* **SOURCE DATA**:
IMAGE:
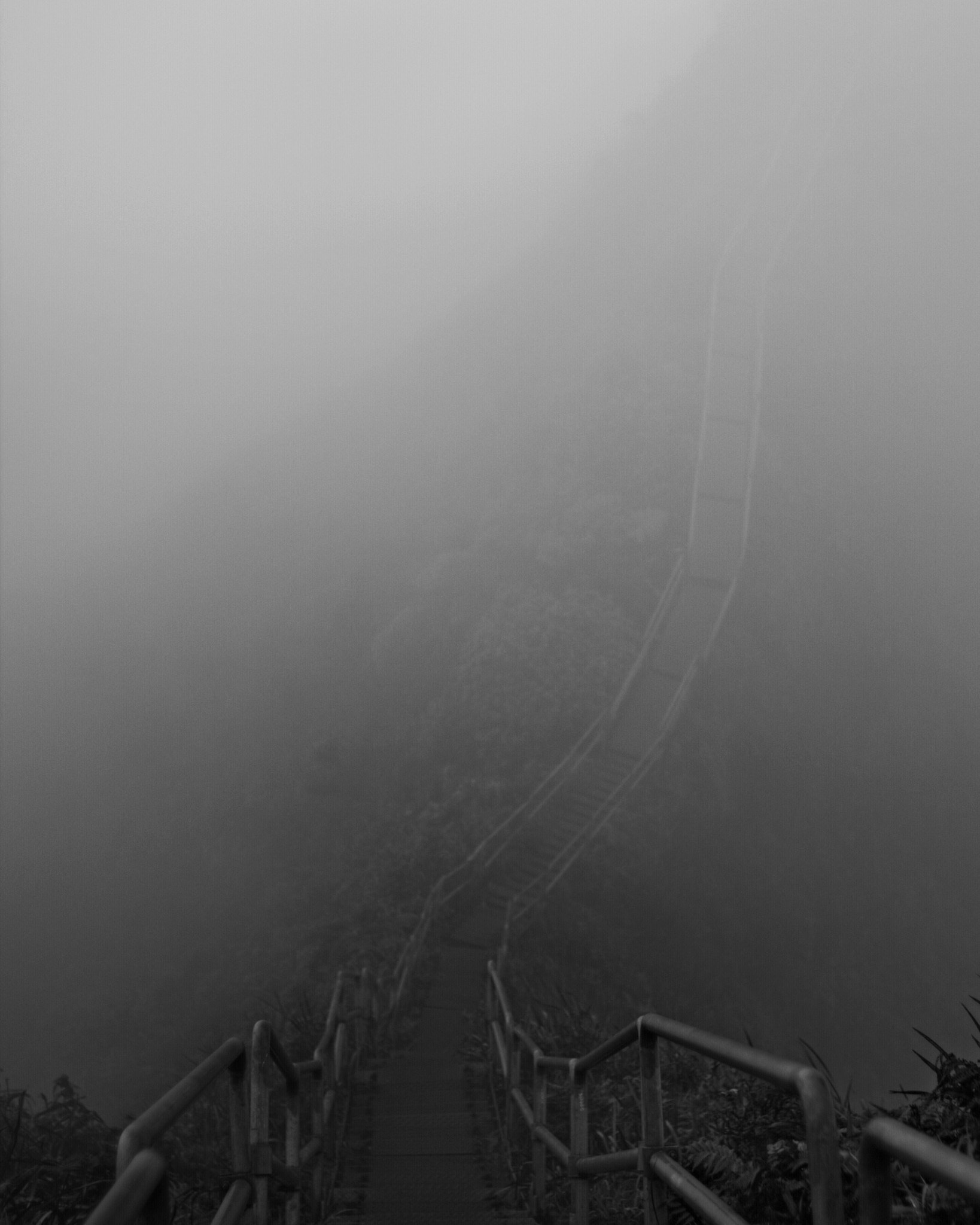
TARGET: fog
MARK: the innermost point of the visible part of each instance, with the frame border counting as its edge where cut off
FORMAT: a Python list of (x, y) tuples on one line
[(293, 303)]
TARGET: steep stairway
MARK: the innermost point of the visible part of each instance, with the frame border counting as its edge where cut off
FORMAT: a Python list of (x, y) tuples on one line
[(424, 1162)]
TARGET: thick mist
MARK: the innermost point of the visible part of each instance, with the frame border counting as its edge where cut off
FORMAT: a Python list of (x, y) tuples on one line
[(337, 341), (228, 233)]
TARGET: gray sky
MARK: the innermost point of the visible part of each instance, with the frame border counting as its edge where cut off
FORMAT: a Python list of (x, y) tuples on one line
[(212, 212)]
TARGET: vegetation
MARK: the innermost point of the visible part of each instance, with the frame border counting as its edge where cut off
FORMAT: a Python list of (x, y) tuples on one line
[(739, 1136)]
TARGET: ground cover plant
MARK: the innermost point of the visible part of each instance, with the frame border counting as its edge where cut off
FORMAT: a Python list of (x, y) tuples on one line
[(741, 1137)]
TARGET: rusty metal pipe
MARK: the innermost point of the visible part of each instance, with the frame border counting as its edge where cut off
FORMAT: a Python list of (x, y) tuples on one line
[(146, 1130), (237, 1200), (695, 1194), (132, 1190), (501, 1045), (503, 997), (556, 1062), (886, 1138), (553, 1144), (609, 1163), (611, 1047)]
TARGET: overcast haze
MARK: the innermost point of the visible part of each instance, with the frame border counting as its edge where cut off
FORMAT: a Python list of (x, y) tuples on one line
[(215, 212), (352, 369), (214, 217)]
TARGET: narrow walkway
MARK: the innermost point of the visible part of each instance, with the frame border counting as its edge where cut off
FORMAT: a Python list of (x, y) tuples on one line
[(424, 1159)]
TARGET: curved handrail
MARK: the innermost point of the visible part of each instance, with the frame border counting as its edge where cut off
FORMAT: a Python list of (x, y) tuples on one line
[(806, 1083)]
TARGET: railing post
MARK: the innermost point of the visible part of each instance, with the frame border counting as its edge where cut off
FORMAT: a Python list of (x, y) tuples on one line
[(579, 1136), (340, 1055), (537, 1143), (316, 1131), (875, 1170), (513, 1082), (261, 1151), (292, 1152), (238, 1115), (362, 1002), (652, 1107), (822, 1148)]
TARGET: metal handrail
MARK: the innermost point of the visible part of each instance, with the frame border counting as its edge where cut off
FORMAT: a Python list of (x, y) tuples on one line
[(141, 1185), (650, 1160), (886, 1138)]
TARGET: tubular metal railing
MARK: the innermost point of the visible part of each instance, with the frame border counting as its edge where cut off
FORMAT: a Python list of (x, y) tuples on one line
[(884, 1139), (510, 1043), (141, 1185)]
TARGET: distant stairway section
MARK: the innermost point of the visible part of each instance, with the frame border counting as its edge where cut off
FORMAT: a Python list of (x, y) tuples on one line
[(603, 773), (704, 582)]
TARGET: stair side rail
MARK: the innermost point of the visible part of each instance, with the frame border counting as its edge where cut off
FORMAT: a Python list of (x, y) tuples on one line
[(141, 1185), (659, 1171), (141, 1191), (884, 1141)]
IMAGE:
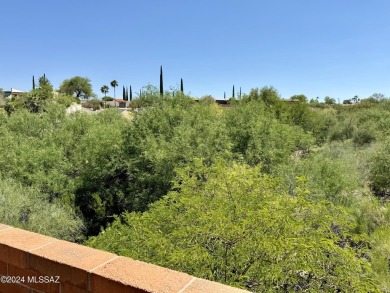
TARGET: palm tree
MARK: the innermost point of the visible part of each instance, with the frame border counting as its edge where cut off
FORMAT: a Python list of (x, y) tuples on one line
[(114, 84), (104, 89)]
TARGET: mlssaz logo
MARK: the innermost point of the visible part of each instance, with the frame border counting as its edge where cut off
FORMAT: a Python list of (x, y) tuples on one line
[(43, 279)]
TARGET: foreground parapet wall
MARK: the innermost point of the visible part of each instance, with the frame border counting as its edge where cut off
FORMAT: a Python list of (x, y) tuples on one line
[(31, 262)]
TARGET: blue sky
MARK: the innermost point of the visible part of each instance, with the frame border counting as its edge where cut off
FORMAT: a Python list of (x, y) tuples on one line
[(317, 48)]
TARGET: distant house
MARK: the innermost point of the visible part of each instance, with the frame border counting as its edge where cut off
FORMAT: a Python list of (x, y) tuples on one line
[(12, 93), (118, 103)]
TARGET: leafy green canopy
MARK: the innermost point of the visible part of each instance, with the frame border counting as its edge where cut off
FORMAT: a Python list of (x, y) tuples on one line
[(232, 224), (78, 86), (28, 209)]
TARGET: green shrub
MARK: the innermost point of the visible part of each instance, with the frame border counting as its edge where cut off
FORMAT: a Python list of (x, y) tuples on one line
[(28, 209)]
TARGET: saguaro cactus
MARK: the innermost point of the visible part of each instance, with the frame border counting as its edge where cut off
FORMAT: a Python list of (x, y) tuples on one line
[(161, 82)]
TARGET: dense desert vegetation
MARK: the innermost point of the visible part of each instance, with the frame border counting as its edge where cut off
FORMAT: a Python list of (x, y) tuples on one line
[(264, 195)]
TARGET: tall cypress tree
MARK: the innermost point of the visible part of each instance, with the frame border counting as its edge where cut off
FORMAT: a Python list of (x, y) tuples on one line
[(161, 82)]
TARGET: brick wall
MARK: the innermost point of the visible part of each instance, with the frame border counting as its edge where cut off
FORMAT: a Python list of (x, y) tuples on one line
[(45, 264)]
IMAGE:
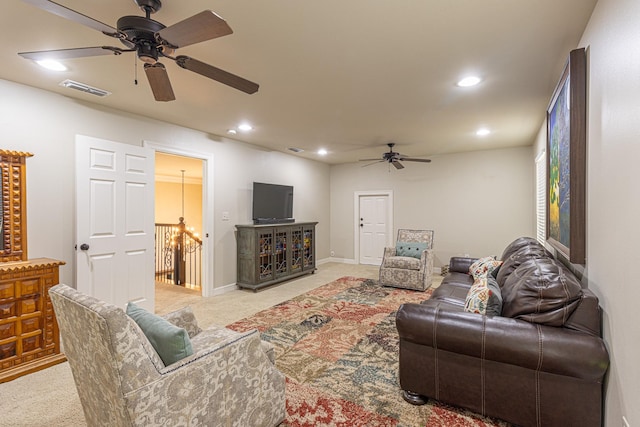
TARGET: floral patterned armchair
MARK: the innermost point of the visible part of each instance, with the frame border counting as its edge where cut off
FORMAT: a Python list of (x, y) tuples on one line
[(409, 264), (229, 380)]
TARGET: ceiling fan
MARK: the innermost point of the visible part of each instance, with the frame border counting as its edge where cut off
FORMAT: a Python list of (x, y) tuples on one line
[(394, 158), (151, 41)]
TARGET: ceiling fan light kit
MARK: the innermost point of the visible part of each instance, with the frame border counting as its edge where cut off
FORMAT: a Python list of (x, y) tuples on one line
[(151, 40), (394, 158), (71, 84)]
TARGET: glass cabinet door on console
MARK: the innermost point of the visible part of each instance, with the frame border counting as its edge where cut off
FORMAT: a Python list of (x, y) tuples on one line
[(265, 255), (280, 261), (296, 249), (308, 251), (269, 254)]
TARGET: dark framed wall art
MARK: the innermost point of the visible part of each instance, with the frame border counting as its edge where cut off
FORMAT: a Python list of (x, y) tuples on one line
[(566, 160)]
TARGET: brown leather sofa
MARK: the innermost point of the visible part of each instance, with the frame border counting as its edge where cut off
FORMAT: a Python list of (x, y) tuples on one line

* **ABOUT THIS EXERCISE**: Within the records above, tally the lines that contain "ceiling". Give the total and nothing more.

* **REPLY TO THE TASK**: 2